◆ Geëxtraheerde vermeldingen ◆
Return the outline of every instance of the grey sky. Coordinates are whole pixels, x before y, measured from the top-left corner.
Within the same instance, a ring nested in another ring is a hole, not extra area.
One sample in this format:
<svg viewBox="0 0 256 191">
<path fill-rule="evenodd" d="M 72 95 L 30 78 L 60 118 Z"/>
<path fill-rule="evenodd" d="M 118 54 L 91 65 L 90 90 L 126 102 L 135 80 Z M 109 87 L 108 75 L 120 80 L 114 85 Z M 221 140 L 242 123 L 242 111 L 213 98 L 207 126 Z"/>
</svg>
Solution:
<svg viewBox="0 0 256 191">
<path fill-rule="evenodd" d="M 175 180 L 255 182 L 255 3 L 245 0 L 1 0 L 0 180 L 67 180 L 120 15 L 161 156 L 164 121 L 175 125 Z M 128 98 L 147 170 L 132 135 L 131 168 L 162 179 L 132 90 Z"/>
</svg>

◆ Te voltooien werk ◆
Schrijf alle bovenstaande vermeldingen letterlijk over, regel voor regel en zonder iets te wijzigen.

◆ Resultaat oefening ◆
Return the outline of every instance of the grey sky. Coordinates are whole pixels, x before y, measured from the top-left corner.
Within the same instance, a ring nested in another ring is a hole, not extra area.
One sample in this format:
<svg viewBox="0 0 256 191">
<path fill-rule="evenodd" d="M 72 95 L 30 78 L 60 118 Z"/>
<path fill-rule="evenodd" d="M 118 54 L 91 65 L 90 90 L 126 102 L 135 80 Z M 109 87 L 108 75 L 120 80 L 114 85 Z M 221 140 L 242 123 L 242 111 L 213 98 L 207 126 Z"/>
</svg>
Solution:
<svg viewBox="0 0 256 191">
<path fill-rule="evenodd" d="M 175 180 L 255 182 L 255 3 L 245 0 L 1 0 L 0 180 L 67 180 L 120 15 L 161 156 L 164 121 L 175 125 Z M 128 98 L 147 170 L 132 135 L 131 168 L 162 179 L 132 90 Z"/>
</svg>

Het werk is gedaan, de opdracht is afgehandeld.